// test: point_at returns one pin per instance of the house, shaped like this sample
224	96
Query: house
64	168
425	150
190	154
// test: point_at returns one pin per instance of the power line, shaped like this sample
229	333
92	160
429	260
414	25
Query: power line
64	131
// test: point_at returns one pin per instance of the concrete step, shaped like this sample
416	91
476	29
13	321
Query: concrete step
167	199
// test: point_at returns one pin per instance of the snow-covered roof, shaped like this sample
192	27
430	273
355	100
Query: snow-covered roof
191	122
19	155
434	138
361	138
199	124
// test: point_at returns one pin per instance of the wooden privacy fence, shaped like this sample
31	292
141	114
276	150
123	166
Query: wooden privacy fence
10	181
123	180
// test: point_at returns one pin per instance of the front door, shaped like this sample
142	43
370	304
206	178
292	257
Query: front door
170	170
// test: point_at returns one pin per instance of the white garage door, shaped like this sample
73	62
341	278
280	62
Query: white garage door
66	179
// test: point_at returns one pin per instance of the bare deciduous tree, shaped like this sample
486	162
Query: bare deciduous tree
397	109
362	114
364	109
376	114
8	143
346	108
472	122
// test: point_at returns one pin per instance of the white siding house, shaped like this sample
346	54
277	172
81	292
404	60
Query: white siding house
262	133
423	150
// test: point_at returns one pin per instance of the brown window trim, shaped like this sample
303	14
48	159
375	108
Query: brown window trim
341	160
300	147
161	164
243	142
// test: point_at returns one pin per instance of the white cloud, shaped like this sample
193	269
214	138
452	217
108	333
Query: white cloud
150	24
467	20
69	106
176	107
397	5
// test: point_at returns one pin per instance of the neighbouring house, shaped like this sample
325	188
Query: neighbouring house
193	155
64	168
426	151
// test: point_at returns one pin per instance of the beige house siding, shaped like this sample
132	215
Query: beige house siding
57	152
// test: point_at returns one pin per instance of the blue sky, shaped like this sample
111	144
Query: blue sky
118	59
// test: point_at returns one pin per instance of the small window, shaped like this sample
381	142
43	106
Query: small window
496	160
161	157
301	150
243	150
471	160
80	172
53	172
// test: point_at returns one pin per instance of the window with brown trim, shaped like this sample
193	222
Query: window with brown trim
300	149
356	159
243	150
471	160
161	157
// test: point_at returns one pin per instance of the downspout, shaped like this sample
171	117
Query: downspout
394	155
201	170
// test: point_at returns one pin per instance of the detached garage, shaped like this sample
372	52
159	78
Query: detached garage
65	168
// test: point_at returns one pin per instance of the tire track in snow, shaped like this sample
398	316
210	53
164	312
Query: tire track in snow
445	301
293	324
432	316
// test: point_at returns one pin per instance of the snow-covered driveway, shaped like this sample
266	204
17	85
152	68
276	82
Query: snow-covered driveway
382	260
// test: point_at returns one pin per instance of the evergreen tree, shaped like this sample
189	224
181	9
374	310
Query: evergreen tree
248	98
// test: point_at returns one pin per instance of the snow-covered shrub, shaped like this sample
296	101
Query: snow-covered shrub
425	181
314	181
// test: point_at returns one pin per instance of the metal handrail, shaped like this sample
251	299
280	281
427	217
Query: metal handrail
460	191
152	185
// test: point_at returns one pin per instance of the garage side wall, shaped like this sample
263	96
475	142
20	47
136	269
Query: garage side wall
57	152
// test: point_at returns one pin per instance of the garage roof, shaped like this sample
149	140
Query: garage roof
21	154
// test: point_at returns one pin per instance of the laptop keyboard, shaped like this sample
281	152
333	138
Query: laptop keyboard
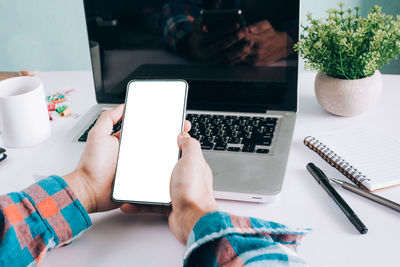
84	136
224	133
233	133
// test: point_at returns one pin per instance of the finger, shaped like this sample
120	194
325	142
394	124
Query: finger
137	208
108	119
231	55
181	135
187	126
260	26
213	36
117	134
198	25
189	146
227	41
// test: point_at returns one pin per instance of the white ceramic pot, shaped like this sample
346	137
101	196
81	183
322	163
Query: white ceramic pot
348	97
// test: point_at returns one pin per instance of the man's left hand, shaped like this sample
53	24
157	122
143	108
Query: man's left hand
269	44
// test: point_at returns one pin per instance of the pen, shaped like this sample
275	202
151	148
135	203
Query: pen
321	178
367	194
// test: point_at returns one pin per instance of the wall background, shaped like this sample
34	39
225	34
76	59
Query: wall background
51	35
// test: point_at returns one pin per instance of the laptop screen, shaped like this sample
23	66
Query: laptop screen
236	55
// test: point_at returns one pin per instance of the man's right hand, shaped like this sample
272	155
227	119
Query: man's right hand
226	47
191	190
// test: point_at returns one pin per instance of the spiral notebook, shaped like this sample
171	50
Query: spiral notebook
365	156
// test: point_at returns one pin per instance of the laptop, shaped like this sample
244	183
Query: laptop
243	115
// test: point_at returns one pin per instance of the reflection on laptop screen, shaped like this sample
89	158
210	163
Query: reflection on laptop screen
244	64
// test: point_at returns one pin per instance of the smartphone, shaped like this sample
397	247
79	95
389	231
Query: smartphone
217	20
154	116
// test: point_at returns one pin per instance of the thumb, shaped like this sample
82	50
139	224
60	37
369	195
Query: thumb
108	119
260	27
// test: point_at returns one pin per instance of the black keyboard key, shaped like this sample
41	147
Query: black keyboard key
262	151
248	148
233	140
220	147
263	141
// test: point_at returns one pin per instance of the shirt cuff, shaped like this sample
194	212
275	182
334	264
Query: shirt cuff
216	225
59	208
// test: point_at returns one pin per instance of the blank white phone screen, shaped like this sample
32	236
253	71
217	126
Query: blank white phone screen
154	113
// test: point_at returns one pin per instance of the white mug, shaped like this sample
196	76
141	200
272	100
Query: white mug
24	119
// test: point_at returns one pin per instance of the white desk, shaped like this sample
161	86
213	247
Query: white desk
116	239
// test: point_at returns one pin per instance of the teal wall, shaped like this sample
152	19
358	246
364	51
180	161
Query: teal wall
51	35
43	35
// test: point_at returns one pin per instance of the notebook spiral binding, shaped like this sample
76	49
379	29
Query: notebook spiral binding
336	161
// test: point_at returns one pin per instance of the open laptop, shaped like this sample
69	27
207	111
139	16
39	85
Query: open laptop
243	115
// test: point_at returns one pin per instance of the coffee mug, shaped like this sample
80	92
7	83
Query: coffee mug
24	119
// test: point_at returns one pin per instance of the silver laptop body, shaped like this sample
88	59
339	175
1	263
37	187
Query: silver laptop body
255	177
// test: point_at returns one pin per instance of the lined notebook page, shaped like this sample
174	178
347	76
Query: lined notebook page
373	154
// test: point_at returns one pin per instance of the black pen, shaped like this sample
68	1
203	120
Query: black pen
321	178
367	194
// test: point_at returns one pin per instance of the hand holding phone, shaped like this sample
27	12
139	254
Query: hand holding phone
222	20
218	38
154	115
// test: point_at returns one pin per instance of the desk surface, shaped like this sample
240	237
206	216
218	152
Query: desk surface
132	240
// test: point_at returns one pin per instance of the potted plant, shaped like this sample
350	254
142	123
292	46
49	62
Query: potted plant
347	50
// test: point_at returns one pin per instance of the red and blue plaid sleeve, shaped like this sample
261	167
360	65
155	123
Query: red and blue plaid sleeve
177	18
221	239
45	215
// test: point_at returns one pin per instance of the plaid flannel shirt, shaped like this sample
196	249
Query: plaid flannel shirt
48	214
43	216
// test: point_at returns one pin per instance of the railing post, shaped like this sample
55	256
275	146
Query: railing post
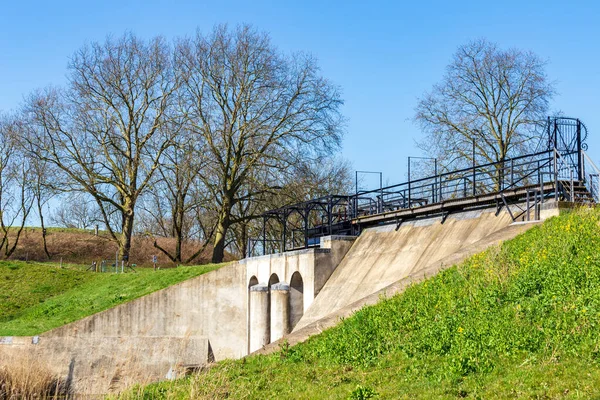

________________________

Gather every line of the data above that contains the string "surface", copying each one in full. Treat the match as case-sensitive.

// test: point_at returns one pin per instance of the desk surface, shaped like this sample
Query: desk surface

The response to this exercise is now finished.